IIUC errp can be NULL, so let's not dereference it without checking. So, just
use error_report?

Fam

> +    }
>  
> +    return s;
>  }
>  
>  void luring_cleanup(LuringState *s)
> -- 
> Use error_reportf_err to avoid memory leak due to not freeing error
> object.
> --
> 2.35.1
> 
>
Re: [PATCH v4] Use io_uring_register_ring_fd() to skip fd operations
Posted by Daniel P. Berrangé 1 year, 12 months ago
On Fri, Apr 22, 2022 at 09:34:28AM +0100, Fam Zheng wrote:
> On 2022-04-22 00:36, Sam Li wrote:
> > Linux recently added a new io_uring(7) optimization API that QEMU
> > doesn't take advantage of yet. The liburing library that QEMU uses
> > has added a corresponding new API calling io_uring_register_ring_fd().
> > When this API is called after creating the ring, the io_uring_submit()
> > library function passes a flag to the io_uring_enter(2) syscall
> > allowing it to skip the ring file descriptor fdget()/fdput()
> > operations. This saves some CPU cycles.
> > 
> > Signed-off-by: Sam Li <faithilikerun@gmail.com>
> > ---
> >  block/io_uring.c | 10 +++++++++-
> >  1 file changed, 9 insertions(+), 1 deletion(-)
> > 
> > diff --git a/block/io_uring.c b/block/io_uring.c
> > index 782afdb433..5247fb79e2 100644
> > --- a/block/io_uring.c
> > +++ b/block/io_uring.c
> > @@ -435,8 +435,16 @@ LuringState *luring_init(Error **errp)
> >      }
> >  
> >      ioq_init(&s->io_q);
> > -    return s;
> > +    if (io_uring_register_ring_fd(&s->ring) < 0) {
> > +        /*
> > +         * Only warn about this error: we will fallback to the non-optimized
> > +         * io_uring operations.
> > +         */
> > +        error_reportf_err(*errp,
> > +                         "failed to register linux io_uring ring file descriptor");
> 
> IIUC errp can be NULL, so let's not dereference it without checking. So, just
> use error_report?

Plenty of people will be running kernels that lack the new feature,
so this "failure" will be an expected scenario. We shouldn't be
spamming the logs with any error or warning message. Assuming  QEMU
remains fully functional, merely not as optimized, we should be
totally silent.

At most stick in a 'trace' point so we can record whether the
optimization is present.
------------------------------------------------
Exercise A: From the io_uring patch discussion, list every person identified by full name.
Exercise B: Reproduce the passage of the io_uring patch discussion from "Plenty of people" up to and including "totally silent.".

Available data:
------------------------------------------------
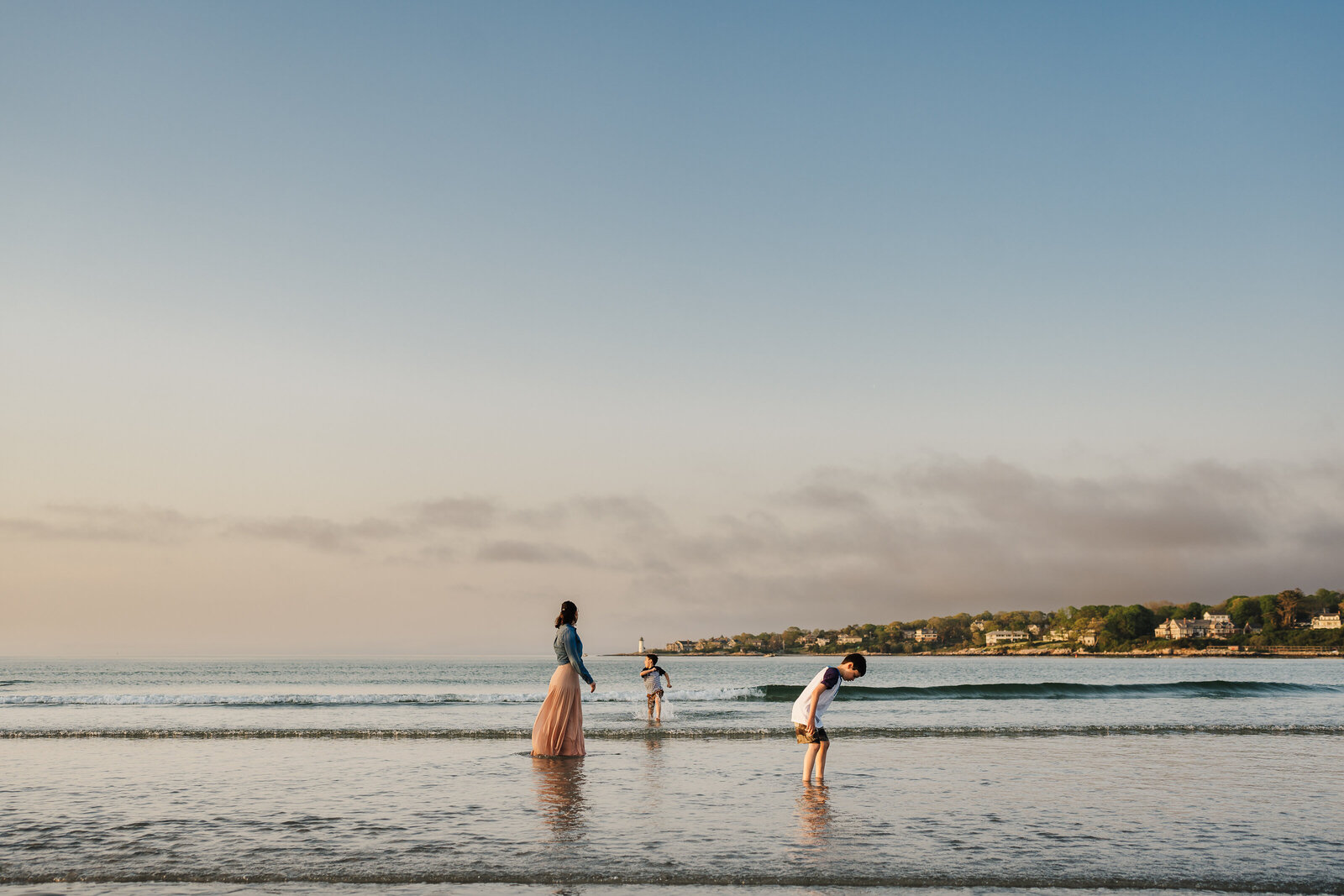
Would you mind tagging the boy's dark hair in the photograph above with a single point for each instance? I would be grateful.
(569, 614)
------------------------------------------------
Final answer A: Fam Zheng, Sam Li, Daniel P. Berrangé

Final answer B:
Plenty of people will be running kernels that lack the new feature,
so this "failure" will be an expected scenario. We shouldn't be
spamming the logs with any error or warning message. Assuming  QEMU
remains fully functional, merely not as optimized, we should be
totally silent.